Extract.

Tzimmes is a specialty of Ashkenazi Jews, while tajines come from Morocco. Although they have such different origins, these slow-cooked entrees share many qualities. Both make festive fare for Rosh Hashanah.

“Don’t make such a tzimmes out of it!” was my parents’ typical response to my childhood complaints when they meant not to make such a big deal. Undoubtedly this Ashkenazi expression was inspired by tzimmes in its most luxurious form–a casserole of meat, fruit, vegetables and even matzo balls.

Tzimmes figured frequently in our family’s Rosh Hashanah celebration, as it was the ideal dish to honor the custom of eating sweet foods to express the wish for a sweet year. In our home tzimmes was a luscious main course of beef stewed gently with carrots, sweet and white potatoes, prunes and brown sugar. Relatives, friends and neighbors of ours had tzimmes on their holiday tables too. Some kept theirs meatless and served it to accompany baked chicken or pot roast.

I discovered tajines years later, when Moroccan-Jewish friends in Paris introduced me to these aromatic entrees. They come in two basic types. Spicy tajines redolent of garlic, cumin and hot pepper are generally composed of meat and vegetables, although some variations are vegetarian or use fish like fresh sardines. Sweet tajines match meat with fruit. During my remaining years in Paris I eagerly sampled tajines at several couscous eateries. Upon moving to Los Angeles I prepared the fragrant stews at home, but when I missed those dining-out experiences, I was glad to find tajines at a few Moroccan restaurants.

Exercises to complete.
(a) List the seasonings that the passage on tzimmes and tajines says spicy tajines are redolent of.
(b) Reproduce the passage on tzimmes and tajines word for word, from "I discovered tajines" up to and including "few Moroccan restaurants.".

Material supplied.
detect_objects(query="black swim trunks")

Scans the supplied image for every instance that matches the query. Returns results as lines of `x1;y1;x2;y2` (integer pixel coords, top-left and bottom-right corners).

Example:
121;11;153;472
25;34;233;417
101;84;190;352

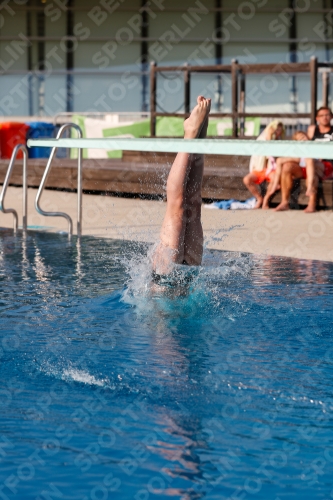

Exercise answers.
(a) Garlic, cumin, hot pepper

(b)
I discovered tajines years later, when Moroccan-Jewish friends in Paris introduced me to these aromatic entrees. They come in two basic types. Spicy tajines redolent of garlic, cumin and hot pepper are generally composed of meat and vegetables, although some variations are vegetarian or use fish like fresh sardines. Sweet tajines match meat with fruit. During my remaining years in Paris I eagerly sampled tajines at several couscous eateries. Upon moving to Los Angeles I prepared the fragrant stews at home, but when I missed those dining-out experiences, I was glad to find tajines at a few Moroccan restaurants.